SHORT EXERCISE —
Transcribe the records below without alteration, starting at the line that contains "Target: concrete wall" and ending at the line that contains "Target: woman in white quilted jacket", with both of those lines included.

***** SUPPLIED DATA

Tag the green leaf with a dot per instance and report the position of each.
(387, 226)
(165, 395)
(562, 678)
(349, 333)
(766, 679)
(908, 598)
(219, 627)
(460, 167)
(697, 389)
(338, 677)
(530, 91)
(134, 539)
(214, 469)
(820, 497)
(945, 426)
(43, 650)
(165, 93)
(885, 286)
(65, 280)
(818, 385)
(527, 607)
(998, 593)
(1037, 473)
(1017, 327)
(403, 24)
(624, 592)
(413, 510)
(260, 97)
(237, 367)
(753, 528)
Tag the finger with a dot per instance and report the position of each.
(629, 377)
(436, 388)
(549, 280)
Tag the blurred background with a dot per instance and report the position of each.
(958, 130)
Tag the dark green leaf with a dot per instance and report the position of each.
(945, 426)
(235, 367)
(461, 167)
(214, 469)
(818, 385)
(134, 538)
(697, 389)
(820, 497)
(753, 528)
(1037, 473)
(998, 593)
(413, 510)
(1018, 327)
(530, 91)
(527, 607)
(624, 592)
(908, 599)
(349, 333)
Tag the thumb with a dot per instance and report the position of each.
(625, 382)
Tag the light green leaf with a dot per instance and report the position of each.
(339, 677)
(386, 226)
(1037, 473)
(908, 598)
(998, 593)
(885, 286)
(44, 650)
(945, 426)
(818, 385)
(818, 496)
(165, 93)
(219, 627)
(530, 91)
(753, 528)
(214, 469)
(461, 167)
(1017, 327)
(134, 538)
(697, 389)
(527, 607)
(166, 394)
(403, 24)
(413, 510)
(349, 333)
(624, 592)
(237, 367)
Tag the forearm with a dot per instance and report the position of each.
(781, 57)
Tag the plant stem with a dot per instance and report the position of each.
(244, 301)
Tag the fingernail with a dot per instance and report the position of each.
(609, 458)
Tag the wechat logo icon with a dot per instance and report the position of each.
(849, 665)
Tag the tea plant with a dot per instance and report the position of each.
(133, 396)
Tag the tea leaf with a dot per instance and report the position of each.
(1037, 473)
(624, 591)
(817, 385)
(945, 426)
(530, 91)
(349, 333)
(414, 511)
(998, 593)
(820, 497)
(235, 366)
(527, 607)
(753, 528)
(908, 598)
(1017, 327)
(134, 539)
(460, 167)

**********
***** SUPPLIED DATA

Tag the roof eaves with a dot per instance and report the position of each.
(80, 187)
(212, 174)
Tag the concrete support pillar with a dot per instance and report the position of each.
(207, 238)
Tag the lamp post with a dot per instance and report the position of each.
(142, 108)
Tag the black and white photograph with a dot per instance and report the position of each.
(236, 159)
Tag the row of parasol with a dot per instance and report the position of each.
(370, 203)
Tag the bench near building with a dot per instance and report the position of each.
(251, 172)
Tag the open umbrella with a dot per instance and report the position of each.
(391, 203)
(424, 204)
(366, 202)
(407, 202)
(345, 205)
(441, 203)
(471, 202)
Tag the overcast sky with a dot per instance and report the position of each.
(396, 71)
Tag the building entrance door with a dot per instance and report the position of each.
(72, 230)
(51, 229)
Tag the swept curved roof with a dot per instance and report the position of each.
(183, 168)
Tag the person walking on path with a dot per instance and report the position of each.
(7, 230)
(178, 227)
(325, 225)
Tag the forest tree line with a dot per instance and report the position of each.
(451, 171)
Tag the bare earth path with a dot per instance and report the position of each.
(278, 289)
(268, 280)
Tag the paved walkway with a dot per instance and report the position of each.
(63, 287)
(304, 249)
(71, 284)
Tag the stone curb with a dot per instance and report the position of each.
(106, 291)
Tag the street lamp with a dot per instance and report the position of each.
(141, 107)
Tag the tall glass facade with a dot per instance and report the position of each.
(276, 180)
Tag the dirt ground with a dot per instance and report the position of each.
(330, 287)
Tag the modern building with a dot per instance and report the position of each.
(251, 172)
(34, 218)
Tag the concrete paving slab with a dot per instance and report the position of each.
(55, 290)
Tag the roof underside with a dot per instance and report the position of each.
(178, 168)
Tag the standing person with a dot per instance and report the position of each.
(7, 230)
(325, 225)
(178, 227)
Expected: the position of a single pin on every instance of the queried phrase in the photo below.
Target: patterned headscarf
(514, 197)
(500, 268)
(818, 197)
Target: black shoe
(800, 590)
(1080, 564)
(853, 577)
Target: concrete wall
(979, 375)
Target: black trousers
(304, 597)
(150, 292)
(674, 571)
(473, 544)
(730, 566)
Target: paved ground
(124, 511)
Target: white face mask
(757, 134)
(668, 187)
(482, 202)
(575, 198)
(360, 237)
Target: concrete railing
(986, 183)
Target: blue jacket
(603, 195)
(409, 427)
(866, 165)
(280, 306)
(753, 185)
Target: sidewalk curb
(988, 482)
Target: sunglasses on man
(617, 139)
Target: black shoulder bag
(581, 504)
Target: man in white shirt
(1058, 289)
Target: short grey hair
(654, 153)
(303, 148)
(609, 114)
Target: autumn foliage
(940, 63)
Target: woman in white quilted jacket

**********
***** SUPPLIED DATA

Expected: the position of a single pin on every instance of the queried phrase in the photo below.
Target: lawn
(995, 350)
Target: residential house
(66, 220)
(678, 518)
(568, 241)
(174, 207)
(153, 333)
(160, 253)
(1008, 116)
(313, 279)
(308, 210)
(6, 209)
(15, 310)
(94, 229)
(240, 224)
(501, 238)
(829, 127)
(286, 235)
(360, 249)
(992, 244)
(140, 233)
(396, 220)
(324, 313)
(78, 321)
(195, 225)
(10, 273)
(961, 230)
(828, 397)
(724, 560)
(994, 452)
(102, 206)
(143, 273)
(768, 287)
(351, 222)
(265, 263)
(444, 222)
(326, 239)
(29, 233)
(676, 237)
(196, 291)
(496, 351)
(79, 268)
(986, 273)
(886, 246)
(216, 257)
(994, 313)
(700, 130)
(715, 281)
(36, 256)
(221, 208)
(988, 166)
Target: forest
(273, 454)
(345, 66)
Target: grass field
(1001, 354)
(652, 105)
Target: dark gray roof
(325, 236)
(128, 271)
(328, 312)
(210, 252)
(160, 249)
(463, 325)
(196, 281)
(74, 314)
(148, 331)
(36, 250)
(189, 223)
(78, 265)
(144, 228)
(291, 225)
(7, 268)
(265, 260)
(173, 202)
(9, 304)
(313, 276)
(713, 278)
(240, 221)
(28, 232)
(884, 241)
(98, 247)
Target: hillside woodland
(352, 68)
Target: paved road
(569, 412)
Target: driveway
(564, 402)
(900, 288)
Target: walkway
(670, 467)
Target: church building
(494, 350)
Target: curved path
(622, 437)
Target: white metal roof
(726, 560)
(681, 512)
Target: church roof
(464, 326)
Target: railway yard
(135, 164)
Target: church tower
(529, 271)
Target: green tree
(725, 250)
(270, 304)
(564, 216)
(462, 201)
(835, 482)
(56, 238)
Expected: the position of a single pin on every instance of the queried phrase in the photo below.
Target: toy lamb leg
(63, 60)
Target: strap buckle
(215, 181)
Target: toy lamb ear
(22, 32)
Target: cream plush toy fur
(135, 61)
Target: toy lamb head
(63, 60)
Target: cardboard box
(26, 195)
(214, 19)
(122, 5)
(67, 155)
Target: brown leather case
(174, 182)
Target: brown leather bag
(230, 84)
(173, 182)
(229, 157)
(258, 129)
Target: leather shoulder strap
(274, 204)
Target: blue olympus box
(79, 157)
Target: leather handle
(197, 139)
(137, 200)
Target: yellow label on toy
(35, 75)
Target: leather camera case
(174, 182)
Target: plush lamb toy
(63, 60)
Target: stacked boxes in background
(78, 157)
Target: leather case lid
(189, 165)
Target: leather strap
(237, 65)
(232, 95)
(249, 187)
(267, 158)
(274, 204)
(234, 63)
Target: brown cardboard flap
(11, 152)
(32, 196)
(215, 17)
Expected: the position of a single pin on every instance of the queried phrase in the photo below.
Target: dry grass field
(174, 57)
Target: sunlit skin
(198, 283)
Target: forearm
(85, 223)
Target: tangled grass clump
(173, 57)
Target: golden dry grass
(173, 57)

**********

REPLY —
Target: concrete wall
(979, 375)
Target: black trousers
(304, 597)
(150, 292)
(674, 571)
(473, 544)
(730, 566)
Target: paved ground
(124, 511)
Target: white face mask
(757, 134)
(668, 187)
(482, 202)
(575, 198)
(360, 237)
Target: concrete railing
(986, 183)
Target: blue jacket
(603, 195)
(409, 427)
(866, 165)
(280, 306)
(753, 185)
Target: sidewalk curb
(988, 482)
Target: sunglasses on man
(617, 139)
Target: black shoulder bag
(581, 504)
Target: man in white shirt
(1058, 289)
Target: short grey hair
(654, 153)
(303, 148)
(609, 114)
Target: autumn foliage
(940, 63)
Target: woman in white quilted jacket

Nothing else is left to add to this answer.